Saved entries
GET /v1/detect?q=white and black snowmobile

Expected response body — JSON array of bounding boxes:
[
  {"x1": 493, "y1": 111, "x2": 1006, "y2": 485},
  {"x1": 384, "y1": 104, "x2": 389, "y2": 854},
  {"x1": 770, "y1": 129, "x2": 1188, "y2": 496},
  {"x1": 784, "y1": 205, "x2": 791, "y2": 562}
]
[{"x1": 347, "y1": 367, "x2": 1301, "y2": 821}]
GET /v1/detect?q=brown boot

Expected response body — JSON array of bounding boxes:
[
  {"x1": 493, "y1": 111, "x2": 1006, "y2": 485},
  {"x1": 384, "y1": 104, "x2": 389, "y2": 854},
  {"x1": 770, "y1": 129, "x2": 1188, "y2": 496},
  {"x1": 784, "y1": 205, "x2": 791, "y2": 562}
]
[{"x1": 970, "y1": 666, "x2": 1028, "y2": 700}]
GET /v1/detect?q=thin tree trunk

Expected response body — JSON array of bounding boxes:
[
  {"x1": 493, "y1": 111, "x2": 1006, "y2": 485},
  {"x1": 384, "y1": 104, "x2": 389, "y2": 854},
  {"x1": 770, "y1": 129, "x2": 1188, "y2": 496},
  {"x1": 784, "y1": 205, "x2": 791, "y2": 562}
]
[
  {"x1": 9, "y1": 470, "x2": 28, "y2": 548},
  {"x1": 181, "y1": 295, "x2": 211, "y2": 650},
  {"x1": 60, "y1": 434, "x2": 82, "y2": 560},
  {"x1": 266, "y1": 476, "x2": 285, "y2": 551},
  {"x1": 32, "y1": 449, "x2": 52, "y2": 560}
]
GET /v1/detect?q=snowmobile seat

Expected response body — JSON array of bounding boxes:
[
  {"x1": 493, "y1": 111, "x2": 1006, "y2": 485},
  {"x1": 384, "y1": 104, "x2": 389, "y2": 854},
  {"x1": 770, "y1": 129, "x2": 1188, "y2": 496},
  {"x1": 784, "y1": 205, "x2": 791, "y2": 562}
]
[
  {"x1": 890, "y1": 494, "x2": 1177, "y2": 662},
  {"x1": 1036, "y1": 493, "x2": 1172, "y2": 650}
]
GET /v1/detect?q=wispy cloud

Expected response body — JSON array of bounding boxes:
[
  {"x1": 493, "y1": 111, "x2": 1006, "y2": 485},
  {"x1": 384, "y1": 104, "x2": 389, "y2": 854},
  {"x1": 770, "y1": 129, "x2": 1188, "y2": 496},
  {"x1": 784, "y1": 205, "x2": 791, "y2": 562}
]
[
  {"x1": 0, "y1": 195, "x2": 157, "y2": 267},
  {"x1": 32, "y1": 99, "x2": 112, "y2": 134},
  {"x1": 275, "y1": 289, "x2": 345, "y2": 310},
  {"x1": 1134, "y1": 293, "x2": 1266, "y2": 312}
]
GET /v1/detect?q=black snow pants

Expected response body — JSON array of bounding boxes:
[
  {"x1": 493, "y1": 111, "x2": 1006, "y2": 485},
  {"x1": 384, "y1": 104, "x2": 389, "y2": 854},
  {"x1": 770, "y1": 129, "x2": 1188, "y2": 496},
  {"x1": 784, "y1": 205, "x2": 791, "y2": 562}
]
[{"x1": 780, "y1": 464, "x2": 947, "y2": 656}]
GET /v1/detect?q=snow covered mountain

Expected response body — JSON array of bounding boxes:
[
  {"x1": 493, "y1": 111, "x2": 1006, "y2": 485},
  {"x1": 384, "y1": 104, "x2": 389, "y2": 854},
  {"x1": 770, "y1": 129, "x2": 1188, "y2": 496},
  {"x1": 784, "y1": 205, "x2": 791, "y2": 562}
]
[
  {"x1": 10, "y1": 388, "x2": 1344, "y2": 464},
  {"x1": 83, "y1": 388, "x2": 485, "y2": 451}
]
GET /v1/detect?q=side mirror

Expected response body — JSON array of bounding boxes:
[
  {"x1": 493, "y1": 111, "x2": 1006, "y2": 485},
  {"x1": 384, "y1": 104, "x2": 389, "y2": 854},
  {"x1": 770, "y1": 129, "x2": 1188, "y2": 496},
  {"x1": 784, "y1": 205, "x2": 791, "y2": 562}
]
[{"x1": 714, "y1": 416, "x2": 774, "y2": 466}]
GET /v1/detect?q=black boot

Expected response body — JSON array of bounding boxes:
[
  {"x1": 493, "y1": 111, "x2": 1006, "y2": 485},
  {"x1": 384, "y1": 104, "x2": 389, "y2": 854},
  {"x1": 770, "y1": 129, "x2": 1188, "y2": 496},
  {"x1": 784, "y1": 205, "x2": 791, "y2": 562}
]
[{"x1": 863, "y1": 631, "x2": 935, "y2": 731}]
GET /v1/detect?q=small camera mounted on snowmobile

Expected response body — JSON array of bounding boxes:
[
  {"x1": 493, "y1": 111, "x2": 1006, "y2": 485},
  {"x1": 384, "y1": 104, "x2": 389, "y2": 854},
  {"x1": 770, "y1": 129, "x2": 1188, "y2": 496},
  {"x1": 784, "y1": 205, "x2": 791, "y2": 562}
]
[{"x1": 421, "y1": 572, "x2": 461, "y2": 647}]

Job: Reproduce the items from the line with "GET /v1/detect?q=black boot" through the end of the items, requests included, and increase every bounding box coordinate in the answers by 128. Leave the numbers in the requests and their sample arrays unchanged.

Output for this exercise:
GET /v1/detect?q=black boot

Expected response body — JSON array of bounding boxes:
[
  {"x1": 493, "y1": 111, "x2": 1006, "y2": 485},
  {"x1": 384, "y1": 104, "x2": 389, "y2": 854},
  {"x1": 770, "y1": 129, "x2": 1188, "y2": 496},
  {"x1": 784, "y1": 205, "x2": 791, "y2": 562}
]
[{"x1": 991, "y1": 759, "x2": 1063, "y2": 859}]
GET /v1/detect?q=small camera mounted on snowmobile

Expected response body — JSON array of bounding boxes:
[
  {"x1": 493, "y1": 111, "x2": 1006, "y2": 485},
  {"x1": 384, "y1": 104, "x2": 389, "y2": 854},
  {"x1": 770, "y1": 129, "x2": 1188, "y2": 496},
  {"x1": 784, "y1": 205, "x2": 791, "y2": 562}
]
[{"x1": 549, "y1": 700, "x2": 589, "y2": 775}]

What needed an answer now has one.